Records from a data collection
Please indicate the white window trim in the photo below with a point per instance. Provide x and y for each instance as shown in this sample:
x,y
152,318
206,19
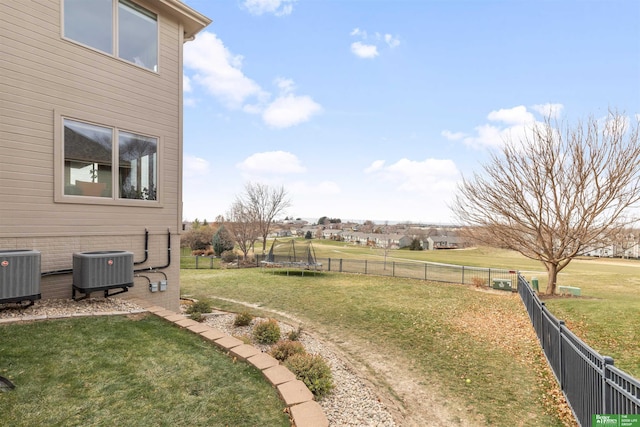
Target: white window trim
x,y
114,200
114,36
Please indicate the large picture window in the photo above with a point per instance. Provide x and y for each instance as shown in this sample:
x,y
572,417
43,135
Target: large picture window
x,y
91,155
117,27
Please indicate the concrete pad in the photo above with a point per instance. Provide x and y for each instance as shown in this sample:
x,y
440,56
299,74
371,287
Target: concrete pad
x,y
244,351
294,393
228,342
165,313
213,334
175,317
185,323
263,361
199,328
277,375
142,303
309,414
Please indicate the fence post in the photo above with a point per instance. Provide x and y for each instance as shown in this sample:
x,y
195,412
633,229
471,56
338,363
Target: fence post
x,y
560,365
606,402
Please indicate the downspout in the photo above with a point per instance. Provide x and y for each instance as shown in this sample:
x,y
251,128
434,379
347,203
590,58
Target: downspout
x,y
168,256
146,248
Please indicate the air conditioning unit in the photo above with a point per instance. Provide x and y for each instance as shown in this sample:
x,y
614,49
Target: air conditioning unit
x,y
19,275
502,284
102,271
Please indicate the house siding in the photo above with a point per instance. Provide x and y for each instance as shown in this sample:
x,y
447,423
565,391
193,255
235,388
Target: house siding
x,y
44,77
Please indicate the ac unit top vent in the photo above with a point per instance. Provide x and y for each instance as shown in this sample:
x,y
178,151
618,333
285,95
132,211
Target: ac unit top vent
x,y
102,269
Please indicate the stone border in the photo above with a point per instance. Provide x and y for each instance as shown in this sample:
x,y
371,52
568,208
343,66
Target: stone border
x,y
303,409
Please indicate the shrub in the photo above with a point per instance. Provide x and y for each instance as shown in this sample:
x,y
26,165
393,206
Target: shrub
x,y
243,319
285,349
295,334
478,282
197,316
312,370
201,306
229,256
267,331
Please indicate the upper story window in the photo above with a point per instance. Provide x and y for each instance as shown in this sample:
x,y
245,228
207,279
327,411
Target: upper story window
x,y
91,155
117,27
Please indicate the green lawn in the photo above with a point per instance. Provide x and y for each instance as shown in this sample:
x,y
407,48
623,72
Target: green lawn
x,y
607,316
443,334
124,371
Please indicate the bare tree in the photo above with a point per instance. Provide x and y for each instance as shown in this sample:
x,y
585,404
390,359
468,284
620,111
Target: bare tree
x,y
264,203
243,226
556,193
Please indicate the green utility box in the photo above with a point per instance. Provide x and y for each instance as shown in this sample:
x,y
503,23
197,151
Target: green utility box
x,y
569,290
502,284
534,283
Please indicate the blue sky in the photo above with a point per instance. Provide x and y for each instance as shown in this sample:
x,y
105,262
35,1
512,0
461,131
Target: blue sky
x,y
375,109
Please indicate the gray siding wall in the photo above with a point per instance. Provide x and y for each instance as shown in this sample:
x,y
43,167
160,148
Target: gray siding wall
x,y
44,77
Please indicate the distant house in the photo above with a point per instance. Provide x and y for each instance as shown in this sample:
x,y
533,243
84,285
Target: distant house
x,y
442,242
91,135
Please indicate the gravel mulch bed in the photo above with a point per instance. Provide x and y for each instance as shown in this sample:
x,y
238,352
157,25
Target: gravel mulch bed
x,y
351,403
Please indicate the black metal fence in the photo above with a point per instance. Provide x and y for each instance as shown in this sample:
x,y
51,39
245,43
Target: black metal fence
x,y
589,381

◆ **Stated exercise**: Begin with the line that contains "Please indicate the green utility" and set down each line exactly until the records above end, including the final line.

◆ **Task response**:
Please indicate the green utility box in the photo above with a point per instance. Provide x and y for each instance as shown in this sample:
x,y
503,23
197,151
Target: green utility box
x,y
569,290
502,284
534,283
Please indicate the blue sky in the photo above with a point per instance. Provide x and y for each instance as shown in this sample:
x,y
105,262
35,1
512,0
461,131
Target: blue sky
x,y
375,109
Please indicate the gray siding wall in the photo above with a point per instance. Provide x and y for each instance as shown in this sample:
x,y
43,167
160,148
Target: gray siding wall
x,y
44,77
Please indicate the distant house in the photo above with a point per instance. Provide x and y for each instance as shown in this sample:
x,y
533,243
84,285
Target: distant house
x,y
442,242
91,135
Please indicate the gravel mulch bed in the photo above with a point per instance. Provide x and y for each instance as shown in this sample:
x,y
238,352
157,25
Target: gravel mulch bed
x,y
351,403
Please indicate the black metal fence in the photo above with a point per instance. Provide x and y for each instance as shown in this sample:
x,y
51,39
245,43
Target: black metal fence
x,y
589,381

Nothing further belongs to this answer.